⟨

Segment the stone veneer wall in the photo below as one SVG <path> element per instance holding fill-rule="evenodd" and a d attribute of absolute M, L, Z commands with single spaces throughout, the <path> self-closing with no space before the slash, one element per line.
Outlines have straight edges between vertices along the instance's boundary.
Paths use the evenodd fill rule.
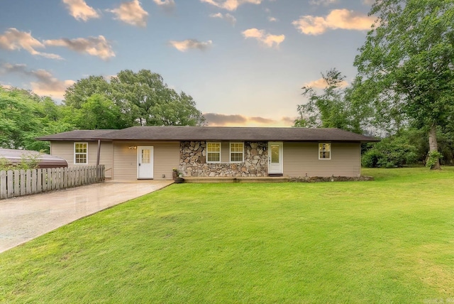
<path fill-rule="evenodd" d="M 222 143 L 221 144 L 226 144 Z M 227 143 L 227 144 L 229 144 Z M 179 170 L 183 176 L 267 176 L 267 142 L 244 142 L 244 162 L 206 163 L 206 141 L 180 142 Z M 230 158 L 230 156 L 229 156 Z"/>

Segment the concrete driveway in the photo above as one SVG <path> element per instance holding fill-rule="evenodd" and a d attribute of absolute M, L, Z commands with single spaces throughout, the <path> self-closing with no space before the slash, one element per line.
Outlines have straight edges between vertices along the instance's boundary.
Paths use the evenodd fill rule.
<path fill-rule="evenodd" d="M 108 181 L 0 200 L 0 252 L 172 180 Z"/>

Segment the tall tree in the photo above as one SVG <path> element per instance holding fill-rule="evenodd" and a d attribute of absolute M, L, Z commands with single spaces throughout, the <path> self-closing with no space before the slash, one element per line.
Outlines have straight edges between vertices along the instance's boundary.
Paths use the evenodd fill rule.
<path fill-rule="evenodd" d="M 439 169 L 437 126 L 454 112 L 454 1 L 377 0 L 377 16 L 355 60 L 377 113 L 393 112 L 428 134 L 429 163 Z"/>
<path fill-rule="evenodd" d="M 89 76 L 68 87 L 65 92 L 64 104 L 74 109 L 80 109 L 88 98 L 100 94 L 108 97 L 111 93 L 110 84 L 102 76 Z"/>
<path fill-rule="evenodd" d="M 72 129 L 62 118 L 62 106 L 49 97 L 0 86 L 0 147 L 48 151 L 48 143 L 35 138 Z"/>
<path fill-rule="evenodd" d="M 123 129 L 127 126 L 120 109 L 111 100 L 94 94 L 74 109 L 71 119 L 74 124 L 82 129 Z"/>
<path fill-rule="evenodd" d="M 204 122 L 192 97 L 183 92 L 177 93 L 167 87 L 161 75 L 148 70 L 138 72 L 122 70 L 111 77 L 110 82 L 100 76 L 80 80 L 67 89 L 65 102 L 75 109 L 82 109 L 94 94 L 114 102 L 120 111 L 124 126 L 193 126 Z M 92 106 L 84 109 L 94 109 Z"/>

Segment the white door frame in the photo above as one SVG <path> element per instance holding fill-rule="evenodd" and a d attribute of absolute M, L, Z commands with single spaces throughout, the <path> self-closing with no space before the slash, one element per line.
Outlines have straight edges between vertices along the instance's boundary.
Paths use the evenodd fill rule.
<path fill-rule="evenodd" d="M 142 151 L 150 150 L 150 163 L 143 163 Z M 153 146 L 137 146 L 137 179 L 151 180 L 153 178 L 154 148 Z"/>
<path fill-rule="evenodd" d="M 271 163 L 271 150 L 272 146 L 279 146 L 279 163 L 272 164 Z M 284 173 L 284 144 L 282 141 L 268 142 L 268 174 L 282 174 Z"/>

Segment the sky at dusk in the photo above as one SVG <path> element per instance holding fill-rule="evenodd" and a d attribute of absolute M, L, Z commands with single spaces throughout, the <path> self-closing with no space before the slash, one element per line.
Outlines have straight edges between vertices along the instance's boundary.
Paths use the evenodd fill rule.
<path fill-rule="evenodd" d="M 290 126 L 301 87 L 350 82 L 371 0 L 15 0 L 0 9 L 0 84 L 60 102 L 89 75 L 157 72 L 209 126 Z"/>

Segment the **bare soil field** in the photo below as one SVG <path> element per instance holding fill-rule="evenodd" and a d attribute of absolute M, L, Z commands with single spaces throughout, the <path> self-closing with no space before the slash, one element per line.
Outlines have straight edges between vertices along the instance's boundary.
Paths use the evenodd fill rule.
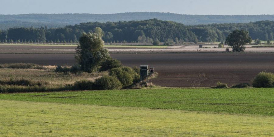
<path fill-rule="evenodd" d="M 0 63 L 33 63 L 72 65 L 74 54 L 0 54 Z M 151 80 L 159 86 L 209 87 L 218 81 L 229 85 L 251 82 L 259 72 L 274 70 L 271 53 L 114 54 L 114 58 L 129 66 L 155 67 L 158 77 Z"/>

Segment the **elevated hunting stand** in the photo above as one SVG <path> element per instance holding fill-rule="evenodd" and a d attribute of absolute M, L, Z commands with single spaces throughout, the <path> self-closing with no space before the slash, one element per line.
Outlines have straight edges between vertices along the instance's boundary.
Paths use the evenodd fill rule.
<path fill-rule="evenodd" d="M 149 66 L 140 66 L 140 81 L 141 83 L 147 83 L 149 80 Z"/>

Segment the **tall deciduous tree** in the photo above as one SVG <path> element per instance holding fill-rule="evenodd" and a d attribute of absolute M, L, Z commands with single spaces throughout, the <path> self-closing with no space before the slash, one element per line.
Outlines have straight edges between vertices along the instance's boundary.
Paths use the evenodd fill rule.
<path fill-rule="evenodd" d="M 101 63 L 110 56 L 101 37 L 90 33 L 84 33 L 80 37 L 75 57 L 82 69 L 89 73 L 98 71 Z"/>
<path fill-rule="evenodd" d="M 251 42 L 252 39 L 249 33 L 246 31 L 236 30 L 229 34 L 226 38 L 226 43 L 232 47 L 233 52 L 240 52 L 244 51 L 244 45 Z"/>

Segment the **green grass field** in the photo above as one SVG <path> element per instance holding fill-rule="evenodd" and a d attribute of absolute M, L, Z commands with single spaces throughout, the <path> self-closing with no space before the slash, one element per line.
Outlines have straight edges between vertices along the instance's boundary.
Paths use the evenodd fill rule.
<path fill-rule="evenodd" d="M 4 94 L 0 99 L 274 116 L 273 88 L 180 89 Z"/>
<path fill-rule="evenodd" d="M 274 89 L 0 94 L 0 136 L 273 136 Z"/>
<path fill-rule="evenodd" d="M 274 118 L 0 100 L 0 136 L 273 136 Z"/>

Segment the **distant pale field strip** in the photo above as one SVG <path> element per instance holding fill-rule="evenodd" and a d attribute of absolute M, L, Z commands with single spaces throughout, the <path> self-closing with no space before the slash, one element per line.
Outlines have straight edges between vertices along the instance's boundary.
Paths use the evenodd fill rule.
<path fill-rule="evenodd" d="M 2 47 L 1 47 L 1 46 Z M 2 45 L 0 53 L 75 53 L 76 45 Z M 216 45 L 205 45 L 199 48 L 198 45 L 151 46 L 151 45 L 105 45 L 112 53 L 168 53 L 168 52 L 225 52 L 225 48 L 218 48 Z M 247 53 L 273 53 L 274 47 L 252 48 L 251 45 L 246 46 Z M 229 51 L 232 49 L 229 48 Z"/>
<path fill-rule="evenodd" d="M 50 45 L 50 44 L 5 44 L 2 45 L 9 45 L 11 46 L 62 46 L 62 47 L 76 47 L 77 45 Z M 0 45 L 0 46 L 1 45 Z M 166 48 L 168 46 L 152 46 L 152 45 L 105 45 L 106 47 L 121 47 L 121 48 Z"/>
<path fill-rule="evenodd" d="M 0 100 L 0 136 L 266 136 L 274 117 Z"/>

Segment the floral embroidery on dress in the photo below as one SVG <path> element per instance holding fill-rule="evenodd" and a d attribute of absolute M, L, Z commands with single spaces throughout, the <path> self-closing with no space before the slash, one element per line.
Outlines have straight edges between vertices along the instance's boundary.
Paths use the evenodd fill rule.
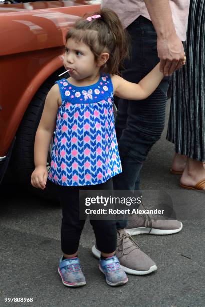
<path fill-rule="evenodd" d="M 95 185 L 122 172 L 110 76 L 88 86 L 56 81 L 58 109 L 49 179 L 63 186 Z"/>

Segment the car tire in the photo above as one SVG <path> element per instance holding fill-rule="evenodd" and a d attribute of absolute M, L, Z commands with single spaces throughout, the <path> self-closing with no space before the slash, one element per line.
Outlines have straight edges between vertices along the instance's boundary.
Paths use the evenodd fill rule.
<path fill-rule="evenodd" d="M 31 175 L 35 169 L 34 145 L 36 130 L 43 112 L 46 96 L 55 81 L 62 79 L 58 75 L 65 71 L 62 67 L 50 76 L 42 84 L 33 97 L 27 108 L 17 132 L 16 139 L 11 158 L 11 167 L 19 184 L 27 186 L 29 190 L 36 195 L 48 200 L 59 202 L 57 185 L 47 180 L 44 190 L 33 187 Z M 68 73 L 63 75 L 68 78 Z M 47 169 L 49 170 L 51 162 L 51 142 L 47 159 Z"/>

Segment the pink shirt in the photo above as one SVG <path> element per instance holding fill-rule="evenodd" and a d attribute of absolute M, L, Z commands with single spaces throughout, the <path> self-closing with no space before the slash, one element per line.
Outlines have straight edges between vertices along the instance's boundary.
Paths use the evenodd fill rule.
<path fill-rule="evenodd" d="M 182 41 L 185 41 L 190 1 L 169 0 L 169 2 L 176 33 Z M 102 0 L 102 7 L 113 10 L 125 28 L 140 15 L 151 20 L 143 0 Z"/>

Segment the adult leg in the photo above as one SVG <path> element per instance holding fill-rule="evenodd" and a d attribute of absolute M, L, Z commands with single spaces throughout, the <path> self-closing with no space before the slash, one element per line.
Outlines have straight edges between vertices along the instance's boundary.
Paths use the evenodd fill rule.
<path fill-rule="evenodd" d="M 159 59 L 156 49 L 157 34 L 151 22 L 142 17 L 128 27 L 132 42 L 131 59 L 125 62 L 123 77 L 138 83 L 156 65 Z M 134 190 L 139 188 L 140 172 L 143 162 L 153 145 L 158 140 L 164 126 L 165 112 L 169 77 L 165 77 L 156 91 L 143 101 L 119 101 L 116 129 L 122 161 L 122 173 L 113 179 L 114 189 Z M 126 127 L 121 110 L 128 106 Z M 125 221 L 117 223 L 117 228 L 125 226 Z"/>

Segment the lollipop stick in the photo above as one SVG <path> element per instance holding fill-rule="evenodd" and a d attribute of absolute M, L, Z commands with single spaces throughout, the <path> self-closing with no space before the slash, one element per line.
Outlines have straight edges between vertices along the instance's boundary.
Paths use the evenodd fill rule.
<path fill-rule="evenodd" d="M 64 74 L 66 73 L 66 72 L 67 72 L 68 71 L 69 71 L 70 69 L 68 69 L 68 70 L 66 70 L 66 71 L 64 71 L 64 72 L 62 73 L 62 74 L 60 74 L 60 75 L 58 75 L 59 77 L 60 77 L 61 76 L 62 76 L 62 75 L 64 75 Z"/>

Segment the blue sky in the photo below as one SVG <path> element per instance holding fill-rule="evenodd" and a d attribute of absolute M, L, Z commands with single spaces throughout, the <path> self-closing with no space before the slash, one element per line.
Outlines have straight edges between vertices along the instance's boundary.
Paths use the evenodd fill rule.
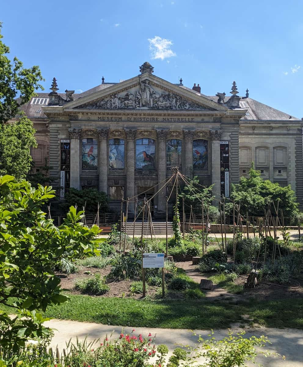
<path fill-rule="evenodd" d="M 13 4 L 13 5 L 12 5 Z M 139 73 L 182 77 L 202 93 L 250 97 L 303 117 L 303 1 L 254 0 L 3 0 L 3 41 L 25 66 L 38 65 L 49 90 L 77 92 Z"/>

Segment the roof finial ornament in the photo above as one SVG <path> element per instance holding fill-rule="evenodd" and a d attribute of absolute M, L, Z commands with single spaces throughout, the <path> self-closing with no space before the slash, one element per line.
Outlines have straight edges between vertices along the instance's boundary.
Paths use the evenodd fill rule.
<path fill-rule="evenodd" d="M 154 72 L 154 67 L 152 66 L 148 61 L 145 61 L 145 62 L 142 64 L 139 67 L 139 68 L 141 74 L 144 74 L 145 73 L 152 74 Z"/>
<path fill-rule="evenodd" d="M 52 83 L 51 88 L 49 88 L 49 89 L 53 93 L 56 93 L 57 91 L 59 90 L 59 88 L 57 88 L 58 86 L 58 84 L 57 84 L 57 80 L 56 79 L 56 78 L 54 77 L 53 79 L 53 82 Z"/>
<path fill-rule="evenodd" d="M 229 92 L 231 94 L 232 94 L 233 95 L 236 95 L 239 92 L 238 91 L 238 88 L 237 88 L 237 86 L 236 85 L 235 81 L 233 81 L 233 86 L 232 87 L 232 91 L 230 92 Z"/>

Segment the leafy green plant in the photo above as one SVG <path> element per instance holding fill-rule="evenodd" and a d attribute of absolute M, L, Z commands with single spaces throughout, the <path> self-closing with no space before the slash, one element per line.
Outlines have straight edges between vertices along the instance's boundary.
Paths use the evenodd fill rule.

⟩

TASK DESCRIPTION
Format the lines from the one containing "Segment the roof" through the last line as a numbered list, omitting blank lines.

THE COMPLETED TASK
1. Segment the roof finial ornament in the photo above as one SVG <path> element per instance holding fill-rule="evenodd" and a d attribute of absolute M, L, Z commands with single spaces throughout, the <path> self-closing with no space before the slash, one element per line.
2. Outlines have straight edges between vertices along the instance's boundary.
3. Paths use the evenodd fill rule.
4. <path fill-rule="evenodd" d="M 154 72 L 154 67 L 152 66 L 148 61 L 145 61 L 145 62 L 142 64 L 139 67 L 139 68 L 141 74 L 144 74 L 145 73 L 152 74 Z"/>
5. <path fill-rule="evenodd" d="M 52 83 L 51 88 L 49 88 L 49 89 L 53 93 L 56 93 L 57 91 L 59 90 L 59 88 L 57 88 L 58 86 L 58 84 L 57 84 L 57 80 L 56 79 L 56 78 L 54 77 L 53 79 L 53 82 Z"/>
6. <path fill-rule="evenodd" d="M 229 92 L 231 94 L 232 94 L 233 95 L 236 95 L 239 92 L 238 91 L 238 88 L 237 88 L 237 86 L 236 85 L 235 81 L 233 81 L 233 86 L 232 87 L 232 91 L 230 92 Z"/>
7. Segment the leafy green plant in the photo above as one SVG <path> element per instance holding fill-rule="evenodd" and a d attribute of absolute M, L, Z commands with single spaces throughout, the <path> self-closing with no space before the slash, one element per line.
8. Outlines have straight edges between vertices along the instance's boundary.
9. Paths use the evenodd fill rule.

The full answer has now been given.